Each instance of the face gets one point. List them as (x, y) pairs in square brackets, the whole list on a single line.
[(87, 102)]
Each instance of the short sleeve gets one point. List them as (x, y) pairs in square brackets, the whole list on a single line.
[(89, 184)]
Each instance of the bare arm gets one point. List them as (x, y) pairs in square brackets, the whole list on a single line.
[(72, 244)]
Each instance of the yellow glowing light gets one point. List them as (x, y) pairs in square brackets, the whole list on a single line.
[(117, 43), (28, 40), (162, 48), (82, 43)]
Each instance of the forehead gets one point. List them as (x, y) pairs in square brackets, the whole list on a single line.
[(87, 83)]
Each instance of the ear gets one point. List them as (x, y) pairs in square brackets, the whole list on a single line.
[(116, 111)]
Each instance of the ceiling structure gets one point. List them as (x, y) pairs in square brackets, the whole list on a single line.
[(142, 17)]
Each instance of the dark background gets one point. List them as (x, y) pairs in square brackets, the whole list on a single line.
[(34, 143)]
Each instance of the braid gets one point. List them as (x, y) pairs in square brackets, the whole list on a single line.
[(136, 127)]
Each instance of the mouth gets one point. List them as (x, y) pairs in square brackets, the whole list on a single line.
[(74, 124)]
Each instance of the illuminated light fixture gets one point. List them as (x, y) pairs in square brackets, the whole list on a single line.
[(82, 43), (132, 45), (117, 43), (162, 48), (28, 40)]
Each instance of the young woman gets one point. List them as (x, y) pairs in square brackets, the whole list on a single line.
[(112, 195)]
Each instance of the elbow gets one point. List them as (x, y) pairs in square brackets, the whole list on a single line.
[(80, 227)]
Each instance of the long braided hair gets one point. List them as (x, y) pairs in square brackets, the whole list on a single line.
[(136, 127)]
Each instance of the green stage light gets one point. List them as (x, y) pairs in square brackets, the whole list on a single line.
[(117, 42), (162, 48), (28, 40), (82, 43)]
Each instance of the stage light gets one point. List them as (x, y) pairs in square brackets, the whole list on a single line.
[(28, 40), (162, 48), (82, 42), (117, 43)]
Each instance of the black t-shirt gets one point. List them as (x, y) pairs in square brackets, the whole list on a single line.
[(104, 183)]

▸ Problem requirements
Retype the entries one by one, exactly.

▸ Response to the task
Each instance of the face gets one point. List them as (x, y) pairs in square brackets, the whole list on a single line.
[(87, 102)]
Each instance of the short sleeve gets one point. List them as (x, y) pairs in square brackets, the whole list on a single line.
[(89, 184)]
Each instance of the bare arm gets one point. List them as (x, y) pairs in square brackets, the whole list on a single line.
[(72, 244)]
Each instance of the yellow glowing light gets one point. List them as (x, y) pairs in square brackets, the whole list on a single line.
[(117, 43), (28, 40), (162, 48), (82, 43)]
Each instance of the forehead gets one point. List them as (x, y) pairs in square brackets, the whole list on a single line.
[(87, 83)]
Each instance of the ear gets one point. List them as (x, y) pairs in square brackets, the whole list on a single line.
[(116, 111)]
Each instance of the ceiling structure gets one point. List them as (x, y) pairs in square brackets, the whole list on a single line.
[(142, 17)]
Each instance of the dark background gets one point. List them as (x, y) pairs in square brackets, the whole list on a single line.
[(34, 143)]
Each instance of the braid gets one point. List them as (x, y) pairs in square brackets, the whole list on a single line.
[(136, 127)]
Each instance of the mouth gets one point. List them as (x, y) pairs in square brackets, the whole list on a single line.
[(74, 124)]
Each instance of the illuminated light fixture gets one point. List them as (x, y) pairs in square brackets, the whole list on a single line.
[(82, 43), (132, 45), (117, 43), (162, 48), (28, 40)]
Each instance of the young woman gets one point. List them as (x, y) pairs in square brackets, the whole list on a single line.
[(112, 195)]
Each instance of the elbow gets one point. List them as (x, y) pairs in square brackets, the whole list on a single line.
[(80, 227)]
Each instance of the long braided hair gets one point. List them as (x, y) pairs in square brackets, the whole list on a single line.
[(136, 127)]
Each instance of the green stage light gets one point. List them as (x, y) pairs in square brackets, the whole list on a single line.
[(117, 42), (162, 48), (28, 40), (82, 43)]
Each instance of the stage light gets one point. List them as (x, y) pairs in square brackets, the whole list on a single line.
[(28, 40), (162, 48), (82, 42), (117, 43)]
Each instance of the black t-shirt gets one point. List them as (x, y) pairs in square brackets, the whole list on a single line.
[(104, 183)]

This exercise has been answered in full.